Given passage:
— START —
Rentals under operating leases are charged on a straight-line basis over the lease term, even if the payments are not made on such a basis. Benefits received and receivable as an incentive to sign an operating lease are similarly spread on a straight-line basis over the lease term.
Assets, other than those measured at fair value, are assessed for indicators of impairment at each Statement of Financial Position date. If there is objective evidence of impairment, an impairment loss is recognised in the Statement of Income and Retained Earnings as described below.
At each reporting date, an assessment is made for impairment. Any excess of the carrying amount of stocks over its estimated selling price less costs to complete and sell is recognised as an impairment loss in profit or loss. Reversals of impairment losses are also recognised in profit or loss.
Financial assets and financial liabilities are recognised when the Company becomes a party to the contractual provisions of the instrument.
Financial liabilities and equity instruments are classified according to the substance of the contractual arrangements entered into. An equity instrument is any contract that evidences a residual interest in the assets of the Company after deducting all of its liabilities.
— END —
Recorded data:
— START —
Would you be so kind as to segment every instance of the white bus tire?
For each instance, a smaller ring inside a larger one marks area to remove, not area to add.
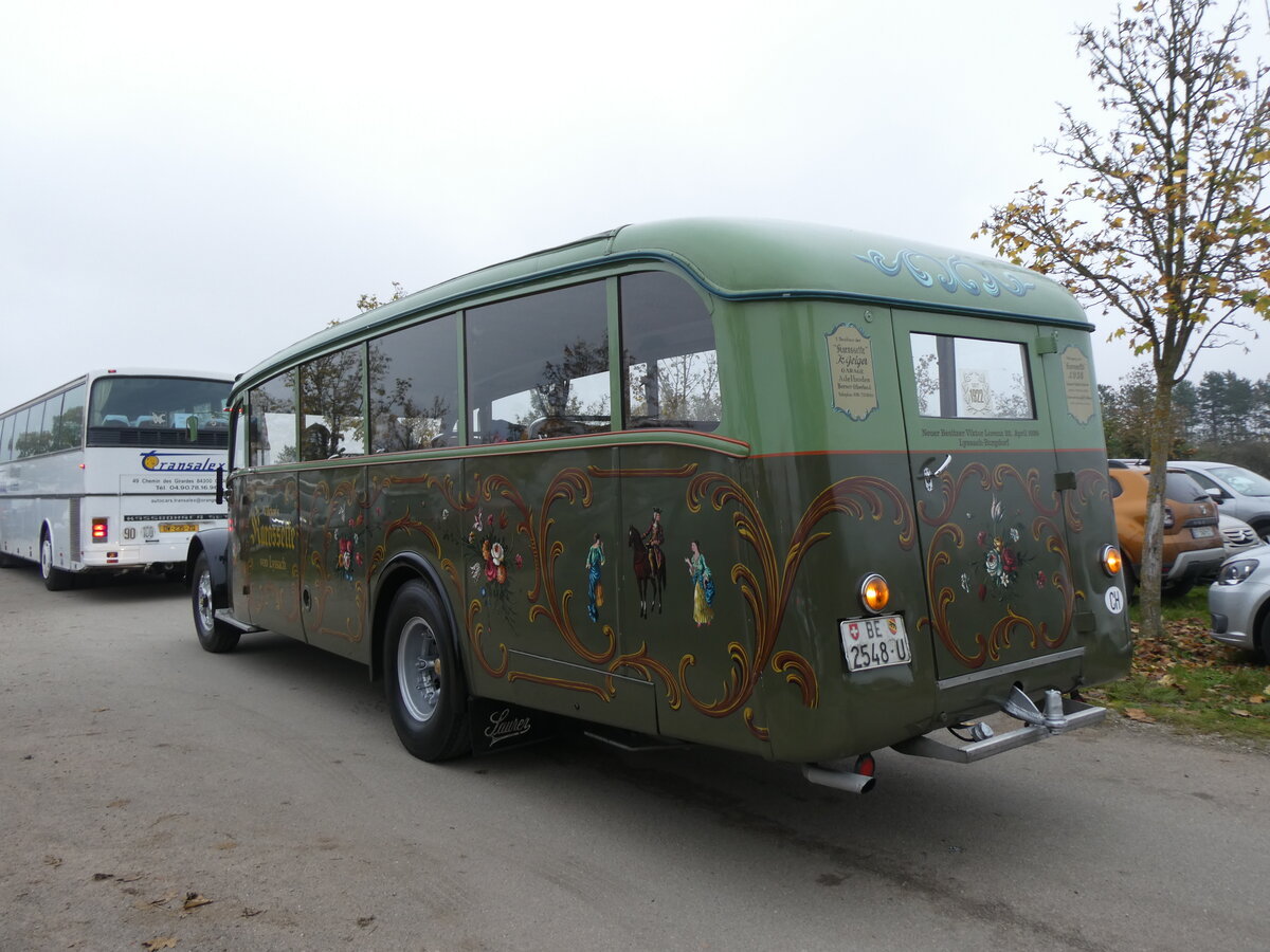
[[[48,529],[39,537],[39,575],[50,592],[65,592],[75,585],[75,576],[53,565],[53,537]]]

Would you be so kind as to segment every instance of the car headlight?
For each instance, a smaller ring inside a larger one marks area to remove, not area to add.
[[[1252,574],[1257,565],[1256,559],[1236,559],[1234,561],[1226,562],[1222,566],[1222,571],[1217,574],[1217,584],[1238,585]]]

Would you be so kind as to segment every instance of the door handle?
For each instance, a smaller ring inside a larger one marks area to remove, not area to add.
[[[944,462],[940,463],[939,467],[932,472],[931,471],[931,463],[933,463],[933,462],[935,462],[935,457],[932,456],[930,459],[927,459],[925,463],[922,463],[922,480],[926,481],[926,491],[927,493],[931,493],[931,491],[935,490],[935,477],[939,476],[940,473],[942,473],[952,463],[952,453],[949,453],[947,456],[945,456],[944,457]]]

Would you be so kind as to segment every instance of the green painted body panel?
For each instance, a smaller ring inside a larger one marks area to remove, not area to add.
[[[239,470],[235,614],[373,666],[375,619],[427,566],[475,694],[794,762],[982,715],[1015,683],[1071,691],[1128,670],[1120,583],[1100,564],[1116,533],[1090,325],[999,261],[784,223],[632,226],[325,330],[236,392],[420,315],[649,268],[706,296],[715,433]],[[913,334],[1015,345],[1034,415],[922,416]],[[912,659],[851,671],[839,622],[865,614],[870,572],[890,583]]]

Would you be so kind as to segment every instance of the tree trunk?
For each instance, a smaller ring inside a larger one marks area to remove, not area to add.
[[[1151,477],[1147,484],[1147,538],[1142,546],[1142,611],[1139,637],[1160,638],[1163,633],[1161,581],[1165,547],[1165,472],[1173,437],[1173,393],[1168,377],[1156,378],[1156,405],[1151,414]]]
— END —
Actions to take:
1. Repeat everything in the accounting policies excerpt from "At each reporting" down to "of its liabilities.".
2. Answer these questions on the accounting policies excerpt:
(a) On what basis are rentals under operating leases charged?
(b) Where are reversals of impairment losses recognized?
(c) When are financial assets and financial liabilities recognized?
3. Please take the accounting policies excerpt further, writing on from its last sentence.
The lines are not needed here.

Solved tasks:
1.
At each reporting date, an assessment is made for impairment. Any excess of the carrying amount of stocks over its estimated selling price less costs to complete and sell is recognised as an impairment loss in profit or loss. Reversals of impairment losses are also recognised in profit or loss.
Financial assets and financial liabilities are recognised when the Company becomes a party to the contractual provisions of the instrument.
Financial liabilities and equity instruments are classified according to the substance of the contractual arrangements entered into. An equity instrument is any contract that evidences a residual interest in the assets of the Company after deducting all of its liabilities.

2.
(a) On a straight-line basis over the lease term.
(b) In profit or loss.
(c) When the Company becomes a party to the contractual provisions of the instrument.

3.
Financial assets and liabilities are only offset in the Balance Sheet when, and only when there exists a legally enforceable right to set off the recognised amounts and the Company intends either to settle on a net basis, or to realise the asset and settle the liability simultaneously.
Government grants are recognised based on the accrual model and are measured at the fair value of the asset received or receivable. Grants are classified as relating either to revenue or to assets. Grants relating to revenue are recognised in income over the period in which the related costs are recognised. Grants relating to assets are recognised over the expected useful life of the asset. Where part of a grant relating to an asset is deferred, it is recognised as deferred income.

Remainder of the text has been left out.